[BEGIN Extract to read]

The Aharonov-Jones-Landau algorithm approximates the Jones polynomial of the plat closure of a braid $\sigma$ at a $k$th root of unity by realizing it as (some rescaling of) a matrix element of a certain unitary matrix $U_\sigma$, the image of $\sigma$ under a certain unitary representation of the braid group $B_{2n}$. Given an implementation of $U_\sigma$ as a quantum circuit, approximating its matrix elements is straightforward using the Hadamard test. The nontrivial part is approximating $U_\sigma$ as a quantum circuit.

If $\sigma$ is a braid on $2n$ strands with $m$ crossings, we can write $\sigma = \sigma_{a_1}^{\epsilon_1} \sigma_{a_2}^{\epsilon_2} \cdots \sigma_{a_m}^{\epsilon_m}$, where $a_1, a_2, \ldots, a_m \in \{1, 2, \ldots, 2n - 1\}$, $\epsilon_1, \epsilon_2, \ldots, \epsilon_m \in \{\pm 1\}$, and $\sigma_i$ is the generator of $B_{2n}$ that corresponds to crossing the $i$th strand over the $(i + 1)$st. It suffices to describe $U_{\sigma_i}$, since $U_\sigma = U_{\sigma_{a_1}}^{\epsilon_1} \cdots U_{\sigma_{a_m}}^{\epsilon_m}$.

[END Extract to read]
[BEGIN Data lines]

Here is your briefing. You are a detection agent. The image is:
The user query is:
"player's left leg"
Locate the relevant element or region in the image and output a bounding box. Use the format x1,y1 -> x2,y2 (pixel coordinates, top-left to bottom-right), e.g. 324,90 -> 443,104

[END Data lines]

* Task prompt *
List everything the passage on the Aharonov-Jones-Landau algorithm says is approximated.

* Final result *
- The Jones polynomial of the plat closure of a braid $\sigma$ at a $k$th root of unity
- The matrix elements of $U_\sigma$, given an implementation of $U_\sigma$ as a quantum circuit
- $U_\sigma$ as a quantum circuit